■ **Page text**
Electron dynamics processes are of utmost importance in chemistry. For example, light-induced processes are used in the field of photocatalysis to generate a wide variety of products by charge transfer, bond breaking, or electron solvation. Also in the field of materials science, more and more such processes are known and utilized, for example, to design more efficient solar cells. Even the formation of bonds in molecules is an electron dynamics process. Through experimental progress, it is now even possible to trigger specific processes and chemical reactions with special laser pulses.
To study all these processes, computer-aided simulations are an indispensable tool. Depending on the size of the molecules considered and the desired accuracy, however, the underlying quantum-mechanical properties result in numerical formulas whose computation far exceeds the capabilities of even modern supercomputers.
In this thesis, three projects are presented to demonstrate modern use cases of electron dynamics and show how recent developments in computer technology and software design can be used to develop more efficient and user-friendly programs.
In the first project, the inter-Coulombic decay (ICD), an ultrafast energy transfer process, between two isolated chemical structures is investigated. After the excitation of one structure, the energy is transferred to the other, which is ionized as a result. The process has already been shown experimentally in atoms and molecules and is studied here for quantum dots, focusing on systems with more quantum dots and higher dimensions for the continuum than in previous studies. These elaborate studies are made possible by implementing computationally intensive program parts of the Heidelberg MCTDH program used on graphics processing units (GPUs). The performed studies show how the ICD process behaves with multiple partners as well as which competing decay processes occur and thus provide relevant information for the development of technologies based on quantum dots such as quantum dot qubits for use in quantum computers.

■ **Exercise 1**
Does each statement agree with the electron dynamics text? Answer yes or no, and quote the words that decide it: (a) the inter-Coulombic decay has already been shown experimentally in atoms and molecules; (b) the thesis presents four projects; (c) parts of the Heidelberg MCTDH program were implemented on graphics processing units.
■ **Exercise 2**
Reproduce the electron dynamics text from "Electron dynamics processes" up to and including "special laser pulses.".
The entries that come after this have no connection to the electron dynamics text.

■ **Extracted material**
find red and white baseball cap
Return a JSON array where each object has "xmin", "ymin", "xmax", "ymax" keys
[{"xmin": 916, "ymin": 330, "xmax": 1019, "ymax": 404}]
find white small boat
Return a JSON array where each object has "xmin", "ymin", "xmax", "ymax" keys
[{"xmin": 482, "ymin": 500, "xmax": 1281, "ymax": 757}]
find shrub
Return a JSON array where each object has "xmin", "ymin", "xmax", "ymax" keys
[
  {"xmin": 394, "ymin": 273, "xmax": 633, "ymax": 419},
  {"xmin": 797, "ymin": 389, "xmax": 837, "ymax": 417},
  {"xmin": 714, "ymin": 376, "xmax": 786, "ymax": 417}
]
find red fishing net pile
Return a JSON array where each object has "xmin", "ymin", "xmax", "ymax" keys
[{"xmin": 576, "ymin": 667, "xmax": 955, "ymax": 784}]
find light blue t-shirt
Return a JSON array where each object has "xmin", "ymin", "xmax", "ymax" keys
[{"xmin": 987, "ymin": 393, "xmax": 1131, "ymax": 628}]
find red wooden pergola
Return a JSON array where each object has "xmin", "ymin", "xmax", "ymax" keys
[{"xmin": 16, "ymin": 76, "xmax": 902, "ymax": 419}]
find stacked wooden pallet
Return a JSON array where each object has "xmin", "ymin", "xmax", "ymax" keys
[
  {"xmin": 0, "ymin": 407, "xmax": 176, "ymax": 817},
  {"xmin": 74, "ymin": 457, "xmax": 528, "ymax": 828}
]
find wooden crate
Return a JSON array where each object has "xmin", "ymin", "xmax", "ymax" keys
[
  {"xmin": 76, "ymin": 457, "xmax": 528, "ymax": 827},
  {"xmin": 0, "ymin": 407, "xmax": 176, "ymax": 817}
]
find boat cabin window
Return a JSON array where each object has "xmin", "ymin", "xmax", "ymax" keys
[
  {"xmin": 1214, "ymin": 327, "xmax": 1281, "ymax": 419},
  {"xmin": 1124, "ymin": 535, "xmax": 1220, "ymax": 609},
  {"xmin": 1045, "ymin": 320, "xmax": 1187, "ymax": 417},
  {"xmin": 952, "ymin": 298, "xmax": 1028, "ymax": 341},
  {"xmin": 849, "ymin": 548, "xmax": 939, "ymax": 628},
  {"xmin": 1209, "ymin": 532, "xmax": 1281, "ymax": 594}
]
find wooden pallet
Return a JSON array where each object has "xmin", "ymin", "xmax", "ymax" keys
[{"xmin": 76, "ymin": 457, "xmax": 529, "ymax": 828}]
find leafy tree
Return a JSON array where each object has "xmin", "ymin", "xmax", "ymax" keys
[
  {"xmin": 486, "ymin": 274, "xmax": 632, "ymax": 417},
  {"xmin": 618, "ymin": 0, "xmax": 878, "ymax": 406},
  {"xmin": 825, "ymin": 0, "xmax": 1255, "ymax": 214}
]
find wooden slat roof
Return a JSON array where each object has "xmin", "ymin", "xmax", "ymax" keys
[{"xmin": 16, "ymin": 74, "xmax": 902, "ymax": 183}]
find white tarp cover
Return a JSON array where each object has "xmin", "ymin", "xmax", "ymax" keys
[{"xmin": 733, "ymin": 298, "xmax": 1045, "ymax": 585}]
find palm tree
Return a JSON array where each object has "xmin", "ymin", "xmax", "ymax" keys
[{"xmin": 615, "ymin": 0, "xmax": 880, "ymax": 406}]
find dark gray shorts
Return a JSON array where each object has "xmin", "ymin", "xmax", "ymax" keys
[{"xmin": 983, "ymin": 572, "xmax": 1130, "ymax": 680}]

■ **Expected answer 1**
(a) Yes: "The process has already been shown experimentally in atoms and molecules"
(b) No: "In this thesis, three projects are presented"
(c) Yes: "implementing computationally intensive program parts of the Heidelberg MCTDH program used on graphics processing units (GPUs)"

■ **Expected answer 2**
Electron dynamics processes are of utmost importance in chemistry. For example, light-induced processes are used in the field of photocatalysis to generate a wide variety of products by charge transfer, bond breaking, or electron solvation. Also in the field of materials science, more and more such processes are known and utilized, for example, to design more efficient solar cells. Even the formation of bonds in molecules is an electron dynamics process. Through experimental progress, it is now even possible to trigger specific processes and chemical reactions with special laser pulses.